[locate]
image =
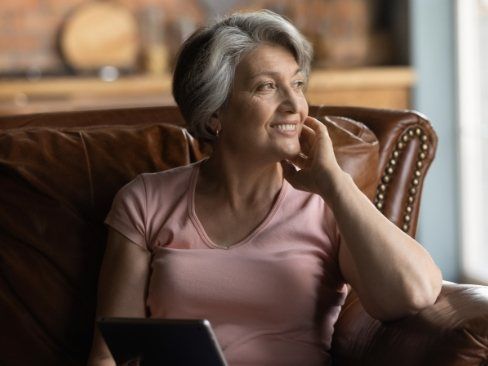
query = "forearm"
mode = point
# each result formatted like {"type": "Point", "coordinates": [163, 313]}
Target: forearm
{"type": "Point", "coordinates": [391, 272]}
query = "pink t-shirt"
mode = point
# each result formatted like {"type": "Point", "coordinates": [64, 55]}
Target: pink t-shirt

...

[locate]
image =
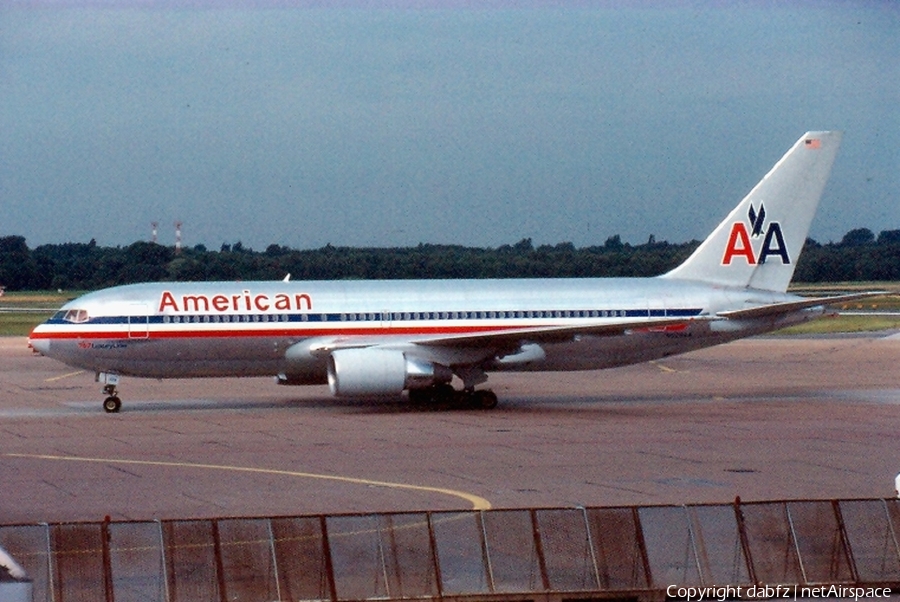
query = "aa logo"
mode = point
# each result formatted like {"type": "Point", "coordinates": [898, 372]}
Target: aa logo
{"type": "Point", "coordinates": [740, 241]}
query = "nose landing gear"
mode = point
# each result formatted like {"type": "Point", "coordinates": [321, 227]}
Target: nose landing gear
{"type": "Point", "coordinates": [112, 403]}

WRITTEN EXERCISE
How many of the lines above contain the string "result"? Reply with the number alone.

FINAL ANSWER
4